● Article
* START *

As one could note, “frequencies” appear to have poor performance in task of risk level assessment: very few event, bearing for “unique” event definition bring the highest risk-to-count ratio. Therefore, proper metric using “frequencies” approach could be developed only using Value-At-Risk stochastic approach, or proper pre-grouping of the events, which would require additional data (like expert grouping, average temperature/pressure/weather conditions etc.).

In any case, we will state that the main approach for determining the most dangerous events would be just the plain total numbers.

colnames(top5_inj_tot)<-c("event","estimate")
top5_inj_tot$label<-'MHE: total injuries'
colnames(top5_fat_tot)<-c("event","estimate")
top5_fat_tot$label<-'MHE: total fatalities'
colnames(top5_prop_tot)<-c("event","estimate")
top5_prop_tot$label<-'EC: property damage'
top5_events<-rbind(top5_inj_tot,top5_fat_tot,top5_prop_tot)
require(ggplot2)

## Loading required package: ggplot2

top5_events$ord<-order(top5_events$label,-top5_events$estimate)
top5_events$ord<-rep(1:15)
ggplot(top5_events,aes(x=ord, y=estimate))+
  geom_bar(stat="identity")+ 
  ggtitle("Most harmful events (MHE) and economic consequences (EC): \n1950+ data by event types")+
  theme(axis.text.x = element_text(angle = 90, hjust = 1))+xlab("event type (EVTYPE grouped)")+
  scale_x_continuous(breaks=1:15,labels=c(top5_events$event))+
  facet_wrap(~label, scales="free",ncol = 3)

Eventually, this explains why we chose the very simple approach: we examine only aggregated sums with distribution respect to each of the state.

Chapter 2: Across-the-states analysis

As seen before, most simple measure like “total injuries / total property damage” to be used as a proxy for answers:

will help in answering two basic questions of this study:

Across the United States, which types of events (as indicated in the EVTYPE variable) are most harmful with respect to population health?
Across the United States, which types of events have the greatest economic consequences?

* END *

● Problems and tasks
1. Print the harmful-events analysis from "top5_fat_tot$label<-'MHE: total fatalities'" up to and including "top5_events$ord<-order(top5_events$label,-top5_events$estimate)".
2. According to the harmful-events analysis, why would a proper frequency-based metric have to rely on a Value-At-Risk stochastic approach or on pre-grouping the events? Answer in one to three sentences.
None of the rows has any bearing on this work.

● Dataset rows
* START *

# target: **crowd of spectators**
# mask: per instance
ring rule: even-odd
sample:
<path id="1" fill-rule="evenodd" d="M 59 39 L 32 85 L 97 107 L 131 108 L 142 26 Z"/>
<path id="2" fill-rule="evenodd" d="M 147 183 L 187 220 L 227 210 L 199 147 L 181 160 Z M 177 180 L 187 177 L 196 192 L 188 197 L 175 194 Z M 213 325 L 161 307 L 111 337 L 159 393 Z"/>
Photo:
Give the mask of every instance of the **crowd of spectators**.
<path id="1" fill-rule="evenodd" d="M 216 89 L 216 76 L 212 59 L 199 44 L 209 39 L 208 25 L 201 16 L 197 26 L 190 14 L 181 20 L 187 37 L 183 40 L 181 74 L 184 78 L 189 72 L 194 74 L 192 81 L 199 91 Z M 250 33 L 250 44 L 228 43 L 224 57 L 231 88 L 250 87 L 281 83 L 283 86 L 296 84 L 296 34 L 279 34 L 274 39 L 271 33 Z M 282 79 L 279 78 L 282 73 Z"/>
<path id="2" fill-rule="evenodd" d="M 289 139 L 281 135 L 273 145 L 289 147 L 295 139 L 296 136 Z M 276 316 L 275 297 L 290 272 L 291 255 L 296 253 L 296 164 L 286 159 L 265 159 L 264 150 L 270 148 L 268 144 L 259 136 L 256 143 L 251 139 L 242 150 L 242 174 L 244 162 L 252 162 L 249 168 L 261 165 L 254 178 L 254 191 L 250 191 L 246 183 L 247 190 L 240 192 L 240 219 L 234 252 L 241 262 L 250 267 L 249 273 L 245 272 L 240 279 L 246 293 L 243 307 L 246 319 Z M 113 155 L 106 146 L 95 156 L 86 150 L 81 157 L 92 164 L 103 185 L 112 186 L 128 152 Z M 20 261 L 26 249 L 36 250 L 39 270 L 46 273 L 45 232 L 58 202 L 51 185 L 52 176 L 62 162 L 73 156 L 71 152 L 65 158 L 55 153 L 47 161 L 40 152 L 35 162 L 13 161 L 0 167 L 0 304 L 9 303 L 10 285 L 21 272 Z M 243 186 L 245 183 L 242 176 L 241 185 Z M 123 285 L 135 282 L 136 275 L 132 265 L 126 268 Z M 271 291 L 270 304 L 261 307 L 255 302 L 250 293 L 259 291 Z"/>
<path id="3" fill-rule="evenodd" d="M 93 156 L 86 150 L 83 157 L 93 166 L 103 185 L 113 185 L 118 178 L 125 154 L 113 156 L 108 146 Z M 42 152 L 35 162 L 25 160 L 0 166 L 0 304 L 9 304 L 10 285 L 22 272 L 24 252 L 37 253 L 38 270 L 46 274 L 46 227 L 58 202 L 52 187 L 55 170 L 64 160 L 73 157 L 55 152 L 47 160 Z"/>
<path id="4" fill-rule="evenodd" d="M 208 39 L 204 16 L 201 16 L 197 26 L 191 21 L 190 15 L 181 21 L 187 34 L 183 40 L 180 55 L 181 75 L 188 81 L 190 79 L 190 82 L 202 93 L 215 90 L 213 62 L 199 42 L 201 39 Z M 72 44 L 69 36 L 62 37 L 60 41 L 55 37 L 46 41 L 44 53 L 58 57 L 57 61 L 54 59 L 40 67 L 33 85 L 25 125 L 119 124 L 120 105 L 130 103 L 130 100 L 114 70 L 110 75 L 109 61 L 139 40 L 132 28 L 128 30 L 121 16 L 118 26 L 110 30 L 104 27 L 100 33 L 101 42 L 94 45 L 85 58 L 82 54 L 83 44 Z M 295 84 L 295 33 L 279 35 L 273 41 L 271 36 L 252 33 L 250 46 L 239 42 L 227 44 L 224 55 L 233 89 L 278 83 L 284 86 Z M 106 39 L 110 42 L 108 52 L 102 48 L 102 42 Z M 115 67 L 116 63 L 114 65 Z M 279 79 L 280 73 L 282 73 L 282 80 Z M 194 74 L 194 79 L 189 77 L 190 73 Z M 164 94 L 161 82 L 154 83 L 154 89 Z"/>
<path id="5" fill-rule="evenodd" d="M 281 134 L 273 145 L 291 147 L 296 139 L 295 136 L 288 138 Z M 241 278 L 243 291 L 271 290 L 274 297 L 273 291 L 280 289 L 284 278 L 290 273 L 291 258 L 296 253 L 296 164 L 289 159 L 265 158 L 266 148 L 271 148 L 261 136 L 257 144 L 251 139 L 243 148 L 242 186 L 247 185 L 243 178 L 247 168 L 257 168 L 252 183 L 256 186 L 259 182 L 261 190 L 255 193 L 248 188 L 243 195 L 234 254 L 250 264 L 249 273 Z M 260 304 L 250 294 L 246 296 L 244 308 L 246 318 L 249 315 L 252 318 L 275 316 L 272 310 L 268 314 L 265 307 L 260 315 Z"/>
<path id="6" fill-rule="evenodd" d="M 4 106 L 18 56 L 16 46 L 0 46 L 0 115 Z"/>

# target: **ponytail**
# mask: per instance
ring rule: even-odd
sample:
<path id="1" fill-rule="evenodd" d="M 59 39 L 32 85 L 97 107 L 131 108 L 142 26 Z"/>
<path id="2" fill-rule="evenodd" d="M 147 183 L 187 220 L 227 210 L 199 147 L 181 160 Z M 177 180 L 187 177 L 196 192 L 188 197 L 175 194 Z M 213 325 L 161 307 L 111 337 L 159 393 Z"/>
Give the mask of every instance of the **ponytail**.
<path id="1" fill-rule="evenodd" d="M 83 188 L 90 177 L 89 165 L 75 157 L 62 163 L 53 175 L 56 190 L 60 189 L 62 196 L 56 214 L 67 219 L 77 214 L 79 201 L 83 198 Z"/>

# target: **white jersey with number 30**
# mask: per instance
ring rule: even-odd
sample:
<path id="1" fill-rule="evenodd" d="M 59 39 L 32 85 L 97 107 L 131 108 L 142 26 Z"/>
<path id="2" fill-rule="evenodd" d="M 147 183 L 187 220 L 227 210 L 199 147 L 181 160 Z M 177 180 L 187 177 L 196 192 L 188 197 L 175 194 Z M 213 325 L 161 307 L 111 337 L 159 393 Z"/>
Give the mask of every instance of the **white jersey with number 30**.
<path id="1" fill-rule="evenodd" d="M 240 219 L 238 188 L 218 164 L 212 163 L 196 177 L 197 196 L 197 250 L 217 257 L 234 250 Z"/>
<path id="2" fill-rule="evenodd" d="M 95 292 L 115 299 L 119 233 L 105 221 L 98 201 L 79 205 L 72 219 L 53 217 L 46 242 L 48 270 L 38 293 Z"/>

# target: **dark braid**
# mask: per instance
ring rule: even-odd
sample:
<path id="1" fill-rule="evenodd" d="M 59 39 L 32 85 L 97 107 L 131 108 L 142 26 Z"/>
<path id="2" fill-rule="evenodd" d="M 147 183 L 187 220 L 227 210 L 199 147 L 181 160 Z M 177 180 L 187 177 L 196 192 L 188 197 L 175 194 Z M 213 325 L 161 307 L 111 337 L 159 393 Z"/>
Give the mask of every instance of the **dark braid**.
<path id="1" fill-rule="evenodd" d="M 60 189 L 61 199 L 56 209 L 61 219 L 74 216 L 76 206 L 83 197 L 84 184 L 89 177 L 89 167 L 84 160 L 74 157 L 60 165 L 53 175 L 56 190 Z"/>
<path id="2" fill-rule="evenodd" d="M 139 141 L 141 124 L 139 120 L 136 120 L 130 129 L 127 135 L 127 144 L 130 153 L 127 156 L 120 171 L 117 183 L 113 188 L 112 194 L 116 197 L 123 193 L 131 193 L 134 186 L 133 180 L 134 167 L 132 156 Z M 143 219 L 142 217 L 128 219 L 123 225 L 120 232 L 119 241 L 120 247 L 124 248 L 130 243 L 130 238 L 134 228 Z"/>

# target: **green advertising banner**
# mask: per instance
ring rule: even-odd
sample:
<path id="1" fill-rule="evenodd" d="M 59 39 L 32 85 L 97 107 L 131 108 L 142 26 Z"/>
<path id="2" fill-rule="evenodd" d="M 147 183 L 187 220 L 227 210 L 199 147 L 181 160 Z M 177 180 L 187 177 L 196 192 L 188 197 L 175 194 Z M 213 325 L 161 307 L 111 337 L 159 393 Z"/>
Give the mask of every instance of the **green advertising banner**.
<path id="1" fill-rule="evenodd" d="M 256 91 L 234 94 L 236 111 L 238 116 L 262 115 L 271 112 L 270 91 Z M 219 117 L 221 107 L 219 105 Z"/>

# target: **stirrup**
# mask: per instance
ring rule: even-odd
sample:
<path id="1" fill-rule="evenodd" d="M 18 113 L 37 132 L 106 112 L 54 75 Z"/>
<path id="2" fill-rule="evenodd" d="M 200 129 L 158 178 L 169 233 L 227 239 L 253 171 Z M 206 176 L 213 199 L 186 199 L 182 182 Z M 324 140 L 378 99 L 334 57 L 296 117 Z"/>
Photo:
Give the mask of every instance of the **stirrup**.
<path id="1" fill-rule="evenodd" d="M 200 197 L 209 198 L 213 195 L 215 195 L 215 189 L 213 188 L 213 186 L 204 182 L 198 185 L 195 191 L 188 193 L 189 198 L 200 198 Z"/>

* END *

● Expected results
1.
top5_fat_tot$label<-'MHE: total fatalities'
colnames(top5_prop_tot)<-c("event","estimate")
top5_prop_tot$label<-'EC: property damage'
top5_events<-rbind(top5_inj_tot,top5_fat_tot,top5_prop_tot)
require(ggplot2)

## Loading required package: ggplot2

top5_events$ord<-order(top5_events$label,-top5_events$estimate)

2. Frequencies perform poorly at assessing risk level. A very few events, each carrying a "unique" event definition, produce the highest risk-to-count ratio. A usable frequency metric would therefore need either a Value-At-Risk stochastic approach or a proper pre-grouping of events based on additional data.